== TEXT EXTRACT ==
——————————

I didn't look at any other Tudors I had my eye on an older mini Tudor submariner but I felt at 33mm it was too small. The best size for me is 38mm but I figured I'd be daring I fell in love with the color. I purchased it at Torneau overpriced it was impulsive they actually have the same watch on Amazon for 2600.00 I think .


----------



## topog123

I actually like every watch you own Hanowa Freedom have any pics?


----------



## KCZ

I don't have any photos handy of the pink one. 35mm. Hanowa makes some great watches but they don't have any AD's in the USA and won't sell directly to US customers.


----------



## kefirchick

KCZ said:


> I don't have any photos handy of the pink one. 35mm. Hanowa makes some great watches but they don't have any AD's in the USA and won't sell directly to US customers.
> 
> View attachment 6945201


*Love Love Love the purple dial! I found it on Amazon, and have put it in my wish list.*


----------



## LordBrettSinclair

At 38mm, and a WUS forum darling, I'm surprised I haven't seen the SARB017 mentioned on this thread yet. 38mm is a sweet spot for most people, I'd suggest.

——————————

== DATASET CONTENT ==
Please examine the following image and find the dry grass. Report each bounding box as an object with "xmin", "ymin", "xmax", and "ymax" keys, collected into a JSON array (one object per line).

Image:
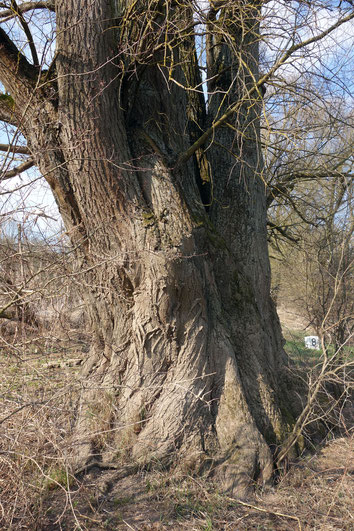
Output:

——————————

== SHORT PROBLEM 1 ==
Summarize the watch forum thread in three sentences.
== SHORT PROBLEM 2 ==
Continue the watch forum thread with the next post after the one about the SARB017.

== TASK OUTPUT 1 ==
One poster passed on an older mini Tudor Submariner as too small at 33mm, calls 38mm the best size, and bought a watch on impulse at Torneau for too much, though Amazon has the same one for about $2,600. Another poster has no photos of a pink 35mm Hanowa on hand and says Hanowa has no authorized dealers in the USA and won't sell directly to US buyers. One reply loves the purple dial and has added it to an Amazon wish list, and another is surprised the SARB017 hasn't come up yet, calling 38mm a sweet spot for most people.

== TASK OUTPUT 2 ==
----------



## topog123

Love the alpinist never saw one except in pictures, I may own it one day have the sarb065 want the Sarb066 already sold out but looking for a pre owned. Would love to see that green dial in person


----------



## KCZ

38mm is too big for a lot of women, so that watch doesn't get a lot of play in the ladies' forum.


----------



## LordBrettSinclair

KCZ said:


> 38mm is too big for a lot of women, so that watch doesn't get a lot of play in the ladies' forum.


I think this thread disproves that - lots of women like larger watches and get away with them quite easily. Elle wears a Panerai, dammit.


----------



## rationaltime

LordBrettSinclair said:


> I think this thread disproves that - lots of women like larger watches and get away with them quite easily. Elle wears a Panerai, dammit.


I disagree, and your photo does not appear to show
the wrist of a female watch collector.

Thanks,
rationaltime


----------



## MJACLA09

I wish my wife would like watches more. The Autos she has she always tells me they are broken. She'll go a week before asking me to set one. 

Women typical don't like mechanical stuff. Watches are mechanical.


----------



## O2AFAC67

rationaltime said:


> I disagree, and your photo does not appear to show
> the wrist of a female watch collector.
> 
> Thanks,
> rationaltime


I agree but I believe Lord Sinclair was only illustrating a 38mm watch for our perusal. He never specified it was not shown on a female wrist and we can see it wasn't. He expressed surprise at the thread not showing the "WUS darling" he believes the SARB017 to be and reinforces his thoughts with his perception that larger watches on ladies are part and parcel of the gist of the thread. :think: Just my .02 worth of course... ;-)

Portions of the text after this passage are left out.